Tugas Singkat 1: Dalam artikel tentang garam beryodium, kapan Direktorat Paten menerima pengajuan paten teknologi Mugar?
Tugas Singkat 2: Teruskan artikel tentang garam beryodium setelah kalimat terakhir yang ditampilkan.

== Bagian Dokumen

Indonesia Kekurangan Garam Beryodium
Laporan: Redaksi

PANEN GARAM – Teknologi Mugar ini telah diterapkan oleh pegaram di Nagekeo, NTT dan Pulau Madura, Jawa Timur beberapa waktu silam. Diperkirakan Juni atau Juli 2012 panen garam sudah dapat dilakukan Sudarto (kiri) sedang memberikan penjelasan kepada para petani garam (tubas/istimewa)
NAGEKEO, (TubasMedia.Com) – Alih teknologi tepat guna memproses garam rakyat agar menghasilkan produk garam bahan baku dan garam beryodium yang memenuhi Standar Nasional Indonesia (SNI), kini sedang diupayakan Kementerian Perindustrian (Kemenperin).
Proses optimalisasi produksi tersebut dilakukan melalui pembuatan garam NaCL dengan pelapisan media isolator pada meja kristalisasi.
Teknologi yang ditemukan inventor Dr Ir Sudarto MM, yang kemudian diberikan merek ‘Mutu Garam’ (Mugar) oleh pemiliknya, sejak tahun lalu telah diajukan ke Kementerian Hukum dan HAM berdasarkan UU No 14 tahun 2001 tentang Peten.
Pengajuan paten diajukan oleh Pusat Pengkajian Teknologi dan Hak Kekayaan Intelektual (HKI), Badan Pengkajian Kebijakan, Iklim dan Mutu Industri (BPKIMI), Kemenperin, pada 14 Desember 2011. Kemudian diterima oleh Direktorat Paten, Dirjen HKI, dengan nomor permohonan P00201100879, pada 16 Desember 2011.
Disamping itu, persyaratan formalitas juga telah dipenuhi berdasarkan surat Dirjen HKI Nomor HKI.3-HI.05.01.02.3741, pada 29 Desember 2011. Yang menyatakan soal sosialisasi paten proses pembuatan garam NaCL dengan pelapisan media isolator pada meja kristalisasi.
Sudarto, yang Kepala Subdit Kimia Hilir Lainnya, Direktorat Industri Kimia Hilir, Ditjen Basis Industri Manufaktur (BIM), Kemenperin, menjelaskan teknologi Mugar ini bertujuan untuk menghasilkan produksi garam bahan baku dan garam beryodium di sentra-sentra garam rakyat di wilayah Indonesia.
Mengambil lokasi penelitian di sentra garam rakyat Kebundadap Timur, Kecamatan Saronggi, Kabupaten Sumenep, baik pemilik lahan dan peneliti lapangan Satidjo serta penggarap Jurasmi dan Riyanto, mengaku puas terhadap hasil terapan teknologi Mugar tersebut.
Karena dengan media isolator tersebut dapat meningkatkan produktivitas lahan, meningkatkan kualitas garam dan menyeragamkan (homogen) mutu garam. Di sisi lain, dapat meningkatkan harga garam dan mensejahterakan para pegaram,” ungkap Sudarto, pekan lalu.

====
== Daftar Item

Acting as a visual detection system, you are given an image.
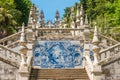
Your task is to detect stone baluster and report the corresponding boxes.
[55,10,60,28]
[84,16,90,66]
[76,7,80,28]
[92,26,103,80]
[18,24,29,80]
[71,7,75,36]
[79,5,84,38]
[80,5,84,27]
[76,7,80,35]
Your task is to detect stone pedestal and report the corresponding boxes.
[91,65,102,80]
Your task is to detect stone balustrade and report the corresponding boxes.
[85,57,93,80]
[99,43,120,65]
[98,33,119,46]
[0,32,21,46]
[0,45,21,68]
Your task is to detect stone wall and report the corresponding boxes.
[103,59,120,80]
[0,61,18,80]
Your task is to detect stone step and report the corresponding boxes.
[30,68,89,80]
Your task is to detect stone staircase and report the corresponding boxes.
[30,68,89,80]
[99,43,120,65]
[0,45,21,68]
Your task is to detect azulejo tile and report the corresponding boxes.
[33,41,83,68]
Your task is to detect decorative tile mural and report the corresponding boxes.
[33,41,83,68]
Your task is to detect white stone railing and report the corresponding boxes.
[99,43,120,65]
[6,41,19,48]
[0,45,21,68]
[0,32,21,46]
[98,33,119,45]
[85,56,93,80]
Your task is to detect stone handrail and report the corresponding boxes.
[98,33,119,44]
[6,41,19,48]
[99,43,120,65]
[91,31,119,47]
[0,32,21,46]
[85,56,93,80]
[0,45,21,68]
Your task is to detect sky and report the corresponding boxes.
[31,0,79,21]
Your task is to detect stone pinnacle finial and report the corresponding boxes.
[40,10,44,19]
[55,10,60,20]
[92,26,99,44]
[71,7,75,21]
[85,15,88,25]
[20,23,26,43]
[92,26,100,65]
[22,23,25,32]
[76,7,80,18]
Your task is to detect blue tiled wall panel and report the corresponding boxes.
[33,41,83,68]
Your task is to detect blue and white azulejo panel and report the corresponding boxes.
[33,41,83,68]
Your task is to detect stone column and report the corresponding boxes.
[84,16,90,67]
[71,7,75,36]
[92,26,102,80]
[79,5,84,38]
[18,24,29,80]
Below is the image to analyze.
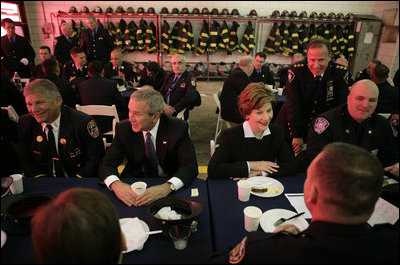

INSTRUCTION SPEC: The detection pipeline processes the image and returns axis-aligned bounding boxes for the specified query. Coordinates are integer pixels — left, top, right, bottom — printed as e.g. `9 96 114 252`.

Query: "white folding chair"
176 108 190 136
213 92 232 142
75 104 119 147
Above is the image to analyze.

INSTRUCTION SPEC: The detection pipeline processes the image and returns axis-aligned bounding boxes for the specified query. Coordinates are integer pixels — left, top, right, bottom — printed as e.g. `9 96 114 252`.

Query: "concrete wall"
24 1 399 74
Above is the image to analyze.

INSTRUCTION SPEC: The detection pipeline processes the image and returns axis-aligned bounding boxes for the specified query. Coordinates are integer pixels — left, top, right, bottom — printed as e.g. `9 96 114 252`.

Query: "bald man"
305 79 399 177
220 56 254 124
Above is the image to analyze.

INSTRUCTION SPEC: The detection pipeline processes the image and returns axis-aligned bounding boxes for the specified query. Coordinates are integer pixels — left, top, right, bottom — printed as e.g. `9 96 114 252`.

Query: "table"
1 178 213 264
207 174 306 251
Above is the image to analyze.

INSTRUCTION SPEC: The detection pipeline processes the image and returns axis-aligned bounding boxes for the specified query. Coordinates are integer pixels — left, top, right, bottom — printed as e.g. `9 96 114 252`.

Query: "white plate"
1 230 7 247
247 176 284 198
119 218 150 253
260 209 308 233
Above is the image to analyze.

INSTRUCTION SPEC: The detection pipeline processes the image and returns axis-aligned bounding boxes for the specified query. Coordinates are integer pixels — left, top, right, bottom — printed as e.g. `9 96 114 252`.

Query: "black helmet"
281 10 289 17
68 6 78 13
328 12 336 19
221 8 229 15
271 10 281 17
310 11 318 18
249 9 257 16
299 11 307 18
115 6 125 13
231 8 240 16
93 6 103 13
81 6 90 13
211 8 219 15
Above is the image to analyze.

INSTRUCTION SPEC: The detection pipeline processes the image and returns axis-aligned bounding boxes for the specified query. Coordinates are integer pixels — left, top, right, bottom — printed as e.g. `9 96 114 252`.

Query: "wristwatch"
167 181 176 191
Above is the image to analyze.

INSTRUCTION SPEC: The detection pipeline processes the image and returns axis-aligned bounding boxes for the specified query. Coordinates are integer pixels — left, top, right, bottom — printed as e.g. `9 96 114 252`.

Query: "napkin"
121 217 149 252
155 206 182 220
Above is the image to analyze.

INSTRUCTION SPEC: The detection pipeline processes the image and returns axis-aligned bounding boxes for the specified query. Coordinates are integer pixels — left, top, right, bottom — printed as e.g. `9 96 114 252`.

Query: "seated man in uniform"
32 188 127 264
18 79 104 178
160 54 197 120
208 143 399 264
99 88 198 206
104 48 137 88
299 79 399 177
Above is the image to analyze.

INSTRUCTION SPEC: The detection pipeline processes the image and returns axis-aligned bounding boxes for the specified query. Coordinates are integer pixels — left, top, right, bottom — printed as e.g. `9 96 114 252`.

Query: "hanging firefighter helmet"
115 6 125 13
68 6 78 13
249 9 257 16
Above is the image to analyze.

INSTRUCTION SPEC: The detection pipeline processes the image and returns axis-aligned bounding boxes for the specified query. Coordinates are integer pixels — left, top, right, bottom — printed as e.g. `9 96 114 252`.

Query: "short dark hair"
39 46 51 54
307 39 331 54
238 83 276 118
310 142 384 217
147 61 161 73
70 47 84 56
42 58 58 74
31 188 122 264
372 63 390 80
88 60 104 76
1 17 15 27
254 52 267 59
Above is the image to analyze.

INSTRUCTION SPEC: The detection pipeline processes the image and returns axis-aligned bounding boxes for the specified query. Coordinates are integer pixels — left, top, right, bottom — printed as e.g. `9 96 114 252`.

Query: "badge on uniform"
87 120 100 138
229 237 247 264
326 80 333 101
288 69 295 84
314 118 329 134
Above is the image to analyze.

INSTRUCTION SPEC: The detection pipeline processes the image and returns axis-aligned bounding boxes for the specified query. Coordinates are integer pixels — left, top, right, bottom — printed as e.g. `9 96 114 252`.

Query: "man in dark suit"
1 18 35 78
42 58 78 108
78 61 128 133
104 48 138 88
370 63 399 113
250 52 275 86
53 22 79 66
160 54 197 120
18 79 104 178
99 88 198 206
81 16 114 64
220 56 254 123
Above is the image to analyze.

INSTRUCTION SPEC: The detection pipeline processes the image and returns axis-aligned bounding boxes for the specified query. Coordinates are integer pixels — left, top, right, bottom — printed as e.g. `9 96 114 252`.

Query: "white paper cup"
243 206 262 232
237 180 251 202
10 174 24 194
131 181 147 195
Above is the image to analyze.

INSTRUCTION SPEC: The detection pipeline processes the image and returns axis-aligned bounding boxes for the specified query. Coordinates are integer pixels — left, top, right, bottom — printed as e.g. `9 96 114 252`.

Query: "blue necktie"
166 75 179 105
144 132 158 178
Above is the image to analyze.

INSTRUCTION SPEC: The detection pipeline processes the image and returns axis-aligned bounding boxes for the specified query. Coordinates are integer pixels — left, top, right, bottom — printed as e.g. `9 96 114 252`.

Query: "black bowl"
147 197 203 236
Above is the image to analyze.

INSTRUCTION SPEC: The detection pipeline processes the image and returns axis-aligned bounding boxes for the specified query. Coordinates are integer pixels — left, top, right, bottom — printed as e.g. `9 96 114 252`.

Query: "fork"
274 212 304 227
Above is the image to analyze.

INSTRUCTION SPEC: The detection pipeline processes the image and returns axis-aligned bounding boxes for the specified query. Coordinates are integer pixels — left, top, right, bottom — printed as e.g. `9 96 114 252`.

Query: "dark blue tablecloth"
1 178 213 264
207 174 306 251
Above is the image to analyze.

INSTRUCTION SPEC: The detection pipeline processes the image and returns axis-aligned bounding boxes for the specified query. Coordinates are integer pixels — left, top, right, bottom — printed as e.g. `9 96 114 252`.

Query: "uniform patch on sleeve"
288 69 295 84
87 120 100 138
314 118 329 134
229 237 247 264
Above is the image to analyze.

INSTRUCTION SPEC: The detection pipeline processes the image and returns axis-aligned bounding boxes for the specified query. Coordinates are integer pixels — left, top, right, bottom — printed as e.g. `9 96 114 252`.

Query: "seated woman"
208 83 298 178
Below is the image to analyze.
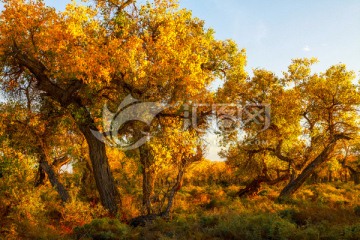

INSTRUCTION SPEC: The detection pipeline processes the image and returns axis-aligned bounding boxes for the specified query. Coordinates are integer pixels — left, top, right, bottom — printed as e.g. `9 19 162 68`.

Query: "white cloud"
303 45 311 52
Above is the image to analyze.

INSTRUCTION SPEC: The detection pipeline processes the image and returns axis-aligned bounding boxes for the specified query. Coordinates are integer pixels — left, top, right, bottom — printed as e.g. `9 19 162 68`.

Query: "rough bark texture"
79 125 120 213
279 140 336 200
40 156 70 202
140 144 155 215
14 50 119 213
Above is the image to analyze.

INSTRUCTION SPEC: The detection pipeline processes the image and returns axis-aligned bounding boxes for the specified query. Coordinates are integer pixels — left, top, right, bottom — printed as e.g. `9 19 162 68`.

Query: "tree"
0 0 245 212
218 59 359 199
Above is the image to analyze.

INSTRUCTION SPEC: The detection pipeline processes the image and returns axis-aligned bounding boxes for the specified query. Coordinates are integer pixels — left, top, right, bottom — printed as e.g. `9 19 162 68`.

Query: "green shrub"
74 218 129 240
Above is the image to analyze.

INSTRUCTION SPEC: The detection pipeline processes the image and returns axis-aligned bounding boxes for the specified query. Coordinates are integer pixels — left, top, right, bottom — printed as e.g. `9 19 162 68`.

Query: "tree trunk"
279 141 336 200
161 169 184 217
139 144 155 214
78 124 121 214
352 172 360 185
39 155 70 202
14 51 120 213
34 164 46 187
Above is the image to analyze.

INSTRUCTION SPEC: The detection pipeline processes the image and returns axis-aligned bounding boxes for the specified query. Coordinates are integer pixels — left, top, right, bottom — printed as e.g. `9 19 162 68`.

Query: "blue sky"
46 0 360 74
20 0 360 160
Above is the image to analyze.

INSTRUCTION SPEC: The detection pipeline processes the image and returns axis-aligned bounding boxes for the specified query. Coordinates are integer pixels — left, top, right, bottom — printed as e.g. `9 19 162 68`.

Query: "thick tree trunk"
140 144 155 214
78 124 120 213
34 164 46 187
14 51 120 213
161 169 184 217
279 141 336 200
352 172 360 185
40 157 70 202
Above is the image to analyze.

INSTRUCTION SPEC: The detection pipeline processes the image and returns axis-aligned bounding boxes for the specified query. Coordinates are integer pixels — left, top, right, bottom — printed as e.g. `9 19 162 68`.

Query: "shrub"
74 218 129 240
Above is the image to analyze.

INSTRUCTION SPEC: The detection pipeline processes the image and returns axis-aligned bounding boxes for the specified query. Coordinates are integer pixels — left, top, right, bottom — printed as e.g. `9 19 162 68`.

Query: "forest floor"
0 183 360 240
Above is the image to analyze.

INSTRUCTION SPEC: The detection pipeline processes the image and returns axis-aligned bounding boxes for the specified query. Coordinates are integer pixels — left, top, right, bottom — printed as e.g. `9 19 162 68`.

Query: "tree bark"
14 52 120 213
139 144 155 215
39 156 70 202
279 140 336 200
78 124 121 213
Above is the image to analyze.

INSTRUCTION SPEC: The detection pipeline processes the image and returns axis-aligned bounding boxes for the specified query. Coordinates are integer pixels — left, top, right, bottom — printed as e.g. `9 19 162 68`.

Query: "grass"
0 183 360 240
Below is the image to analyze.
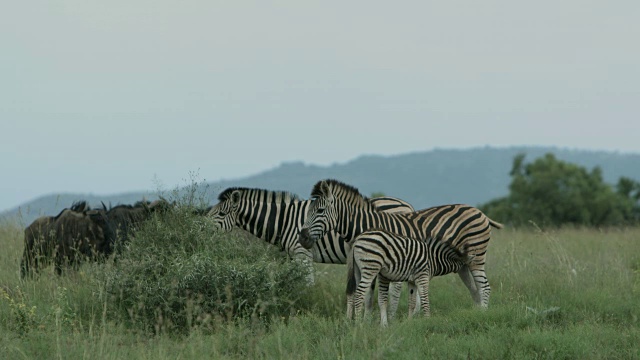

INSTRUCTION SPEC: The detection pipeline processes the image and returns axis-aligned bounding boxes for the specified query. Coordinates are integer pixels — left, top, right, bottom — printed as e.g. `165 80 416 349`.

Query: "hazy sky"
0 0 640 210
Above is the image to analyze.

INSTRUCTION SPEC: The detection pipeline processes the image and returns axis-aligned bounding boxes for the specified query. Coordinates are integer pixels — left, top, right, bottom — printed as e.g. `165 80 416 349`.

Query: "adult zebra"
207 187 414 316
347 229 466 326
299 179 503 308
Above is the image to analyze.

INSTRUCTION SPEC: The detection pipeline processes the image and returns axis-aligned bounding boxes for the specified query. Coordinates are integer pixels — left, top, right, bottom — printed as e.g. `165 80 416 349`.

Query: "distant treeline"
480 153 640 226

====

Hasil Tugas 1: Pada 16 Desember 2011.

Hasil Tugas 2:
Dengan produksi garam beryodium dan memenuhi syarat SNI, tambahnya, pegaram juga dapat menghasilkan diversifikasi produk serta meningkatkan kesejahteraan dan kesehatan. Sehingga, akan tercapai peningkatan cakupan konsumsi garam beryodium pada sentra-sentra garam rakyat di Jawa Timur (Jatim).
Sebab yang terjadi selama ini, sambung Sudarto, beberapa sentra garam rakyat di Jatim justru mengalami kekurangan kebutuhan konsumsi garam beryodium. Misalnya, di Sampang, Sumenep, Pamekasan dan Bangkalan.
Apalagi menurut data, Jatim masih mengalami kekurangan konsumsi garam beryodium hingga 72.011.589 per kg dari jumlah kebutuhan 131.168.650 kg, jika dibandingkan dengan delapan provinsi lainnya. Yaitu, Provinsi Nanggroe Aceh Darussalam (NAD), Jawa Barat, Jawa Tengah, Bali, Nusa Tenggara Barat (NTB), Nusa Tenggara Timur (NTT), Sulawesi Tengah dan Ptovinsi Sulawesi Selatan.
“Padahal, kebutuhan kualitas garam industri itu harus memiliki kadar NaCL 98% hingga 99%. Karena itu, pada sentra-sentra garam rakyat di wilayah Indonesia, teknologi Mugar seperti ini sangat diharapkan. Mengingat ke depannya, tingkat kebutuhan garam berkualitas untuk industri dan konsumsi akan semakin meningkat,” urai Sudarto, yang menyebutkan angka bahwa produksi garam nasional sekitar 70% dipasok dari garam rakyat dan 30% lagi dari PT Garam.
Apalagi, tambahnya, permasalahan konsumsi garam beryodium itu justru terjadi pada sentra-sentra garam rakyat, yang kualitasnya relatif rendah jika dibandingkan dengan sentra garam industri.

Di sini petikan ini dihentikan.